**FRAGMENTO DEL DOCUMENTO:**
----
El curso consciente de mi vida, que empieza hacia los diez y siete
o los diez y ocho años, ha sido una constante lucha por ideas determinadas.
En mi vida personal no hay nada que merezca de por sí la publicidad.
Todo lo que en mi pasado pueda haber de más o menos extraordinario,
hállase asociado íntimamente a las luchas revolucionarias
y recibe de éstas su relieve y valor. Es la única razón
que, puede justificar el que salga a luz esta autobiografía.
Pero, la razón es a la par la dificultad. Los sucesos de mi
vida personal están de tal manera prendidos en la trama de los hechos
histéricos, que es punto menos que imposible arrancarlos a ella.
Sin embargo, este libro no pretende hacer historia. No destaca los hechos
por lo que en sí objetivamente signifiquen, sino en lo que tienen
de contacto con las vicisitudes de la vida del autor. Nada tendrá,
pues, de extraño, que en la pintura de momentos o etapas enteras
falten las proporciones que serían de rigor en una obra histórica.
Para trazar la línea divisoria entre la autobiografía y el
proceso de la revolución, no hemos tenido más remedio que
proceder de un modo empírico. Sin convertir por ello el relato de
una vida en un estudio de historia, había que ofrecer al lector
un punto de apoyo en los hechos que informaron el giro de aquélla.
Dando por supuesto, naturalmente, que quien leyere estas páginas
conoce las líneas generales de nuestra revolución y que hasta
con avivar rápidamente en su recuerdo los hechos históricos
y sus consecuencias.
Cuando este libro salga a luz, habré cumplido cincuenta años.
----
**OBJETIVO DEL EJERCICIO:**
Según el fragmento, ¿cuántos años habrá cumplido el autor cuando el libro salga a luz? Responde, por favor, con una sola frase. Los registros proceden de otra fuente.

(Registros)
----
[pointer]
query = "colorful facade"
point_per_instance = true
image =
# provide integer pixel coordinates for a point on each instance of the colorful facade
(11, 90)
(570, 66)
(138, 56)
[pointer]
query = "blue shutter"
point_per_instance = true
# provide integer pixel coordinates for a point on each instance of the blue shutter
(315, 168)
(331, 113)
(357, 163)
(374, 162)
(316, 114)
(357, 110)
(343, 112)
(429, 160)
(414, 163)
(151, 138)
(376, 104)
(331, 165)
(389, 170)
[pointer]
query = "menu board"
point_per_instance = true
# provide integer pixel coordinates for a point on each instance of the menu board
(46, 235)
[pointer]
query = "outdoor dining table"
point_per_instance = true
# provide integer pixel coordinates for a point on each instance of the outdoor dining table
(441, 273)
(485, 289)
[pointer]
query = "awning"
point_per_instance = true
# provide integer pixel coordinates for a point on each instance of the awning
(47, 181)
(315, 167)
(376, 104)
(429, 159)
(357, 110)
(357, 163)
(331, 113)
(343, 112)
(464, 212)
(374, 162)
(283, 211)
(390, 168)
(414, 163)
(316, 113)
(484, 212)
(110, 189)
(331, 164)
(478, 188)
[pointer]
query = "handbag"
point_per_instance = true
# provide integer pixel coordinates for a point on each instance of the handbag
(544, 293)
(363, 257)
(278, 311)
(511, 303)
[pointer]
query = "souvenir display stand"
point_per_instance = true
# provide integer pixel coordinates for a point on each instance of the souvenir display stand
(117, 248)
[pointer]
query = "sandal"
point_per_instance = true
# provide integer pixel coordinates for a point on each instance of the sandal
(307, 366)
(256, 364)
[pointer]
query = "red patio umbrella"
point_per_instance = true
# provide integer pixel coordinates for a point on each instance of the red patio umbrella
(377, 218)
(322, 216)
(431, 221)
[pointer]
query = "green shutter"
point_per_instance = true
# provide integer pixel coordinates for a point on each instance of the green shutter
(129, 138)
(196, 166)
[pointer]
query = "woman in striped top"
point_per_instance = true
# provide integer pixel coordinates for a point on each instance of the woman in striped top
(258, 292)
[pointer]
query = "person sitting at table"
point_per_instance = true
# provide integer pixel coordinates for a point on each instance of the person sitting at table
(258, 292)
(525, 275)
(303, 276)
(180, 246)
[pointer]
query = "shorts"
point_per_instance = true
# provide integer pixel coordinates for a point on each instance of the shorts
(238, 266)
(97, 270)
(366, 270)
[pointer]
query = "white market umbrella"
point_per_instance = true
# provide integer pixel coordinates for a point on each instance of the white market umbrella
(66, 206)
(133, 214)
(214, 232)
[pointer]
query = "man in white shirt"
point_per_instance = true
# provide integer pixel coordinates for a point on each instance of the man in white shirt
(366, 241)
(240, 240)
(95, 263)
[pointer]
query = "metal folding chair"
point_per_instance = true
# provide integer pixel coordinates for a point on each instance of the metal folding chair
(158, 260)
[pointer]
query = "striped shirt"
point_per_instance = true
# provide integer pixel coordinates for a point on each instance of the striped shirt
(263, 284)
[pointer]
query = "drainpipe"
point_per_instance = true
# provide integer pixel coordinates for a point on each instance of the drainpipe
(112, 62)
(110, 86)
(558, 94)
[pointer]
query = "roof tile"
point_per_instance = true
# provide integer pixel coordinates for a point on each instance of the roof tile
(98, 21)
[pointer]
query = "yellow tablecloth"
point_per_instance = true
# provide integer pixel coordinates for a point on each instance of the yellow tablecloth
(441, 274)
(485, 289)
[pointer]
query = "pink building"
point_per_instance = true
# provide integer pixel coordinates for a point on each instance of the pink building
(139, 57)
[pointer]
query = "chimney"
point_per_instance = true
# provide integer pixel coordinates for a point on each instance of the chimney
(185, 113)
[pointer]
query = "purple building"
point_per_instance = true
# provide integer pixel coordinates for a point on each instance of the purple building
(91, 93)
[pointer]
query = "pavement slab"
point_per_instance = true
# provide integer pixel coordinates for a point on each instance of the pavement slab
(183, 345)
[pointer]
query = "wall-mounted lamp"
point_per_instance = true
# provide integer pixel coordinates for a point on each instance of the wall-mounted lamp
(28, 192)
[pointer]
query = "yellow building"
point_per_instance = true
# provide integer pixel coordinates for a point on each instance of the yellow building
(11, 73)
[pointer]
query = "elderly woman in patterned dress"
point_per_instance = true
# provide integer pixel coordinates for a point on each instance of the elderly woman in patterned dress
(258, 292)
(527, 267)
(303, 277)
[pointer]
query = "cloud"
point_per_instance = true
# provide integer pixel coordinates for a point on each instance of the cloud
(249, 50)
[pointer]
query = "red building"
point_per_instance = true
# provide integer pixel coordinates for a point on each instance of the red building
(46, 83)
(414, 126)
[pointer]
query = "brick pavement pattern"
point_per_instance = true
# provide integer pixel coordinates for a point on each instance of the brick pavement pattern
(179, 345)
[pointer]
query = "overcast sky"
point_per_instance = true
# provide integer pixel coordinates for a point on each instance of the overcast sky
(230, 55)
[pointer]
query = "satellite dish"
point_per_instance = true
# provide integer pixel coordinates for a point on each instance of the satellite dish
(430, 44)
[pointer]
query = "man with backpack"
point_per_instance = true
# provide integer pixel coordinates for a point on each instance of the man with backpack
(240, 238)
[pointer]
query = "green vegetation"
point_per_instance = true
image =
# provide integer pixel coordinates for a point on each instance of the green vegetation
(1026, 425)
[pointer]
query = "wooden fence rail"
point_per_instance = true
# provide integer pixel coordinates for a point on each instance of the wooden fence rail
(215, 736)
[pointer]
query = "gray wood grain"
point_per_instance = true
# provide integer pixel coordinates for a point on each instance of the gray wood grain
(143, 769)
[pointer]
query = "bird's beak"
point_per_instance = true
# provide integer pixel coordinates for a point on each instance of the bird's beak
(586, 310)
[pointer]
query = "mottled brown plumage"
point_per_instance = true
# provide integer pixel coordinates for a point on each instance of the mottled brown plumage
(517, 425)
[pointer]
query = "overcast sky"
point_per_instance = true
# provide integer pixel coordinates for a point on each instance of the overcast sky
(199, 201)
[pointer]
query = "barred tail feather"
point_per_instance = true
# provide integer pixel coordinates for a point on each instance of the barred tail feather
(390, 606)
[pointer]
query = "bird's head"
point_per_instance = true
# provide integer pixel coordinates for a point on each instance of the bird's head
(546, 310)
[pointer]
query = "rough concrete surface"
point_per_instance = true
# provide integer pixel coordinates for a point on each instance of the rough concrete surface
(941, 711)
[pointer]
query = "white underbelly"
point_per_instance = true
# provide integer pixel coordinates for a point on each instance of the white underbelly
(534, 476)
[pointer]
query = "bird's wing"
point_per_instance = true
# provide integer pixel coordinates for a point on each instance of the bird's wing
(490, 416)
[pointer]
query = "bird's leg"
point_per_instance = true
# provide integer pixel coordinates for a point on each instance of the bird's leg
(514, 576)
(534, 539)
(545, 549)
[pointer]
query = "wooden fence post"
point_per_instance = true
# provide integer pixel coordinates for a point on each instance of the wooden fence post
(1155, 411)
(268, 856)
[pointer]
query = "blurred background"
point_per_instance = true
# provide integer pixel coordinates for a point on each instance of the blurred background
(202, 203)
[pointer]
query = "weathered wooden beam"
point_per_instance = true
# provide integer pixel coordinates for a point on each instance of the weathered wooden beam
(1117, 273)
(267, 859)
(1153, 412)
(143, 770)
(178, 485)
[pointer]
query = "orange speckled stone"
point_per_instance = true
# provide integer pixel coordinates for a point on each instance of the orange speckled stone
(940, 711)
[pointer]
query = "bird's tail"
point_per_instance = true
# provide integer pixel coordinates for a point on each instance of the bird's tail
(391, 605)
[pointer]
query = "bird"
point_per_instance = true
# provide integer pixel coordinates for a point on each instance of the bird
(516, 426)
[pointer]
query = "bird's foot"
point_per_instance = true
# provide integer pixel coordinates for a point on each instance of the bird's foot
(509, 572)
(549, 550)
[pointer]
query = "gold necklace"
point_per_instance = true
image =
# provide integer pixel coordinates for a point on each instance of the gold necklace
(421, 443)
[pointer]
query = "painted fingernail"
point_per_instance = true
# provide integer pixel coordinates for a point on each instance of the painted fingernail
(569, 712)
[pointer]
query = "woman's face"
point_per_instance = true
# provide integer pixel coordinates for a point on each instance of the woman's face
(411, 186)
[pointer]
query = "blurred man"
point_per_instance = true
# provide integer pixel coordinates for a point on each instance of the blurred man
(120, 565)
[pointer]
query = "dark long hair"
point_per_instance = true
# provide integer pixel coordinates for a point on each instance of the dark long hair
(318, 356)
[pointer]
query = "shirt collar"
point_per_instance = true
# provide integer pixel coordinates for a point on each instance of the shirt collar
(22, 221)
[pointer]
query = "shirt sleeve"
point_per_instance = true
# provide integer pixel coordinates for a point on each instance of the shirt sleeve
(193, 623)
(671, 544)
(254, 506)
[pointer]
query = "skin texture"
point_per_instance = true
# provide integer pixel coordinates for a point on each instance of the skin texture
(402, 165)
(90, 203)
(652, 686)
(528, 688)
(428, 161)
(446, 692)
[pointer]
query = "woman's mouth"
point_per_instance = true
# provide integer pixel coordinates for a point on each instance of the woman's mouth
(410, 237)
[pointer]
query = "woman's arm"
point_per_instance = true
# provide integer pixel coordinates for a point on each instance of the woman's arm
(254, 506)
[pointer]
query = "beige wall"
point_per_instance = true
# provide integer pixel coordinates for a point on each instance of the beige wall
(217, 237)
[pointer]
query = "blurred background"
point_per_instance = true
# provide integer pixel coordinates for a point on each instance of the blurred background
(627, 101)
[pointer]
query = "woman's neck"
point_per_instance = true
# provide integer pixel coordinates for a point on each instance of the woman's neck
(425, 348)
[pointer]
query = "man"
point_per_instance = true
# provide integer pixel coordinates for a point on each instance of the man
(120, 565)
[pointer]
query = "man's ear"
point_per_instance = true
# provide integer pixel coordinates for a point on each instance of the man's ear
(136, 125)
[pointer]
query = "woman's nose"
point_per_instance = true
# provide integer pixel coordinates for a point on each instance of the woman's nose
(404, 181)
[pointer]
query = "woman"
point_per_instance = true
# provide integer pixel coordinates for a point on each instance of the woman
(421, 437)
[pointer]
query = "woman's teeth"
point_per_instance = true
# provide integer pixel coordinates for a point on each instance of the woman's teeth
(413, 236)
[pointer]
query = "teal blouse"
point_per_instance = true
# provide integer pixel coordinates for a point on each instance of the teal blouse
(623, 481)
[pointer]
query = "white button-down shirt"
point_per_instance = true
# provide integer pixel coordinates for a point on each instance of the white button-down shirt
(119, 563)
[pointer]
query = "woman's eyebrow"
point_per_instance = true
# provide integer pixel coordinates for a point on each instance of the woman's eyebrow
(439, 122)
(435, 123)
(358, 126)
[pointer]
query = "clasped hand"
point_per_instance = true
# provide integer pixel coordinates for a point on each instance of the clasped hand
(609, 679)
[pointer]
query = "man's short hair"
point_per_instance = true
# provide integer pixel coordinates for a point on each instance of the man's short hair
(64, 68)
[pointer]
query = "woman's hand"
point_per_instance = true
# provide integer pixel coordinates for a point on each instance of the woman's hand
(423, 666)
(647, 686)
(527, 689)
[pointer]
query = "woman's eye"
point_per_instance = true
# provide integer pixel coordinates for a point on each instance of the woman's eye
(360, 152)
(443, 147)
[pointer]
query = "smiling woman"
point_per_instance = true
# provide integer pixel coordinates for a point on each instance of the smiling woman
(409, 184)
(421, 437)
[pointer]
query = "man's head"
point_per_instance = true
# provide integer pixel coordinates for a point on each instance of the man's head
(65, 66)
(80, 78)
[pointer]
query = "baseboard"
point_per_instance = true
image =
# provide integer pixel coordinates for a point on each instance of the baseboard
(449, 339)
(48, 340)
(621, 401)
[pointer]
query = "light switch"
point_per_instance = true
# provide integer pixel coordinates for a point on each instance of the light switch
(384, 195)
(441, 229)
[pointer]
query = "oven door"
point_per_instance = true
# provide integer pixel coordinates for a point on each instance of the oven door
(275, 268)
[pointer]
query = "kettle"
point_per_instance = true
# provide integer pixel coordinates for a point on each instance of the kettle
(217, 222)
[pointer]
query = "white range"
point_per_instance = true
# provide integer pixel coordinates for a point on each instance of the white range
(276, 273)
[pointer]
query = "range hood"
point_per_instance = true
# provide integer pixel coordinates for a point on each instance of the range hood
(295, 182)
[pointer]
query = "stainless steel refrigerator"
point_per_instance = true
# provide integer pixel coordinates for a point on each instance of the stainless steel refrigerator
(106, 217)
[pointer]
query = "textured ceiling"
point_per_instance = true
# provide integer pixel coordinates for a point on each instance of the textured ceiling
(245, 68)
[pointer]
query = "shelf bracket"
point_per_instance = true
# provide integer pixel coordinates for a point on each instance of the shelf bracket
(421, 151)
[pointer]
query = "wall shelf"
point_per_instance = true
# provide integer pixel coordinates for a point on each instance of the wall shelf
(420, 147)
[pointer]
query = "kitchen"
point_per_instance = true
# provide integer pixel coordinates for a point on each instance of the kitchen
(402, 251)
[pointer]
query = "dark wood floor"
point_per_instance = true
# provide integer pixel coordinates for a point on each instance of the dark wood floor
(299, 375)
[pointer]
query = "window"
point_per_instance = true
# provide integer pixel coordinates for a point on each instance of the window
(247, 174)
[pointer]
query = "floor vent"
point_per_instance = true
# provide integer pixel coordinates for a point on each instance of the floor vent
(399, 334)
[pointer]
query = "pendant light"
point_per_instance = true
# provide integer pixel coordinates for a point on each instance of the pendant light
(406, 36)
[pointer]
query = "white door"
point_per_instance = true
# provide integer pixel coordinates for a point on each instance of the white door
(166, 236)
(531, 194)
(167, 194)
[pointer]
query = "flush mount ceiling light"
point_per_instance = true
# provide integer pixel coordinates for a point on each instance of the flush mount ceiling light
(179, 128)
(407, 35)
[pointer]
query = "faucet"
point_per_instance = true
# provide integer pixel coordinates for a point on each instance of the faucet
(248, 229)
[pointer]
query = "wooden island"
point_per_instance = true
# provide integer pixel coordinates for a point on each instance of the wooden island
----
**SOLUCIÓN DEL EJERCICIO:**
Habrá cumplido cincuenta años.